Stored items

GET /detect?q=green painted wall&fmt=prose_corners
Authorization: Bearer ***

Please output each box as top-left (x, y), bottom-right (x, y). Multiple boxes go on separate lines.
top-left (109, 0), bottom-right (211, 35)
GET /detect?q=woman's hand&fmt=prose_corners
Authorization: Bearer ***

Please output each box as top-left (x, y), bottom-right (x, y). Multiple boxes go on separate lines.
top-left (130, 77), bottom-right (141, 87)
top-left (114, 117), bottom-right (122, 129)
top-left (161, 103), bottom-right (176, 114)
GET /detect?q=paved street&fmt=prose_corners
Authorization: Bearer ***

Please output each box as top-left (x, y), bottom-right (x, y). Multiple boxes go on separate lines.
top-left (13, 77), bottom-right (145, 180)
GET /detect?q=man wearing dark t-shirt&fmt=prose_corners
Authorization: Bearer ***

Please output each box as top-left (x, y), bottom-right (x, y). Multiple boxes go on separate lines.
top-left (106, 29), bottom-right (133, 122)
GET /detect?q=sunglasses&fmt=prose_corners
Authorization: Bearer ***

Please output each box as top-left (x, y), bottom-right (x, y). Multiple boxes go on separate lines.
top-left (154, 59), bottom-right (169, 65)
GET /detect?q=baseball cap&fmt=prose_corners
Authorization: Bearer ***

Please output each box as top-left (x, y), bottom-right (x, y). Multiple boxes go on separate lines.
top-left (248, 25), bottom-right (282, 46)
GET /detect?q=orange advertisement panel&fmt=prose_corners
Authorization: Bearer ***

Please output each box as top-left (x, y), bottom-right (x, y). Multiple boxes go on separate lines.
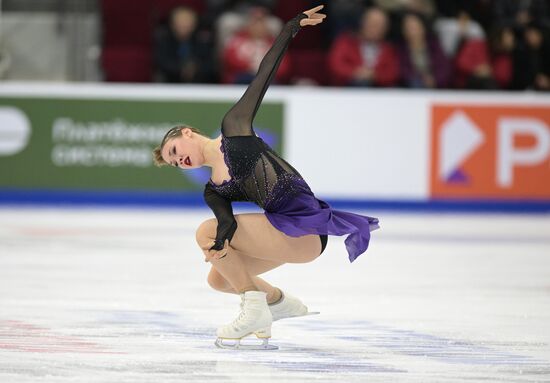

Exercise details:
Search the records for lines holding the word "detect", then copy each line you find.

Answer to the exercise:
GET /detect?q=green painted wall&fmt=prose_corners
GET /detect?q=woman's hand&fmt=prose_corners
GET /detect?q=paved street&fmt=prose_corners
GET /detect?q=man wearing dark t-shirt&fmt=prose_corners
GET /detect?q=sunglasses&fmt=prose_corners
GET /detect?q=baseball cap&fmt=prose_corners
GET /detect?q=orange advertisement panel&fmt=prose_corners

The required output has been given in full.